[What is asked]:
Render the items below as a Markdown table with two columns, Row and Item line, numbering each line and skipping blank lines. Leave the pictures out of the table.

[Dataset content]:
══════
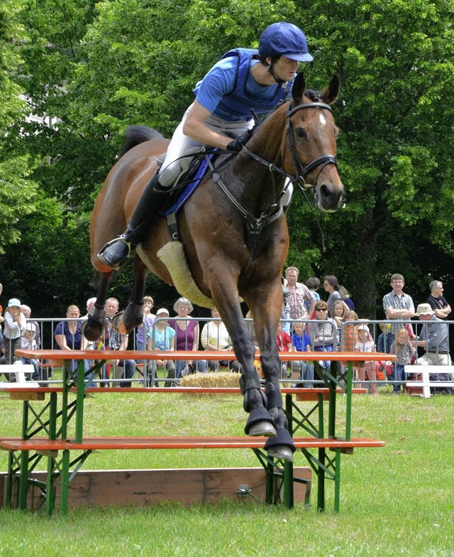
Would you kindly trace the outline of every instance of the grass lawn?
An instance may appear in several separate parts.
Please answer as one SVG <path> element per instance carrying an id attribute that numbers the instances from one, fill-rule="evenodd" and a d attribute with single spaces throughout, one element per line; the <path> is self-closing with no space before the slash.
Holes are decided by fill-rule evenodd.
<path id="1" fill-rule="evenodd" d="M 381 389 L 380 389 L 381 390 Z M 353 399 L 353 436 L 386 441 L 342 457 L 340 512 L 224 501 L 186 508 L 70 509 L 65 518 L 0 509 L 0 556 L 454 556 L 454 398 Z M 344 399 L 338 399 L 342 421 Z M 0 398 L 1 434 L 21 403 Z M 239 396 L 103 394 L 86 401 L 87 435 L 242 435 Z M 297 465 L 305 465 L 301 453 Z M 101 452 L 86 469 L 257 466 L 250 450 Z M 0 453 L 0 470 L 6 454 Z"/>

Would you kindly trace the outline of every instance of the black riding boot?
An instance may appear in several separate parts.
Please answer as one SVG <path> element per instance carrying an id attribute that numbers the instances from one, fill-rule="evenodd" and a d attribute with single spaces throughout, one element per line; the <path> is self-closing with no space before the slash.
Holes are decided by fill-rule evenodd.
══════
[Output for this exercise]:
| Row | Item line |
|---|---|
| 1 | Would you kindly trace the outline of every instance of the grass lawn? |
| 2 | An instance may appear in several separate parts. |
| 3 | Please answer as one SVG <path> element per instance carrying an id attribute that numbers the instances from one, fill-rule="evenodd" and a d attribute with single spaces throughout, one element per line; the <path> is self-closing with no space before the slash. |
| 4 | Holes are decided by fill-rule evenodd. |
| 5 | <path id="1" fill-rule="evenodd" d="M 381 389 L 380 389 L 381 390 Z M 353 399 L 353 436 L 386 441 L 342 457 L 340 512 L 224 501 L 186 508 L 70 509 L 65 518 L 0 509 L 0 556 L 454 556 L 454 398 Z M 344 399 L 338 399 L 342 421 Z M 0 398 L 1 434 L 21 403 Z M 239 396 L 103 394 L 86 401 L 87 435 L 242 435 Z M 297 465 L 305 465 L 301 453 Z M 101 452 L 86 469 L 257 466 L 250 450 Z M 0 453 L 0 470 L 6 454 Z"/> |
| 6 | Would you kindly trace the outline of every instance of the black riding boot? |
| 7 | An instance may appear in several separate parts. |
| 8 | Please answer as one SVG <path> element per instance carrying an id attribute that numbers the instances from one, fill-rule="evenodd" and a d attribute with single spaces throughout, one element per line; the <path> is self-closing with no space before the slash. |
| 9 | Holes are decided by fill-rule evenodd. |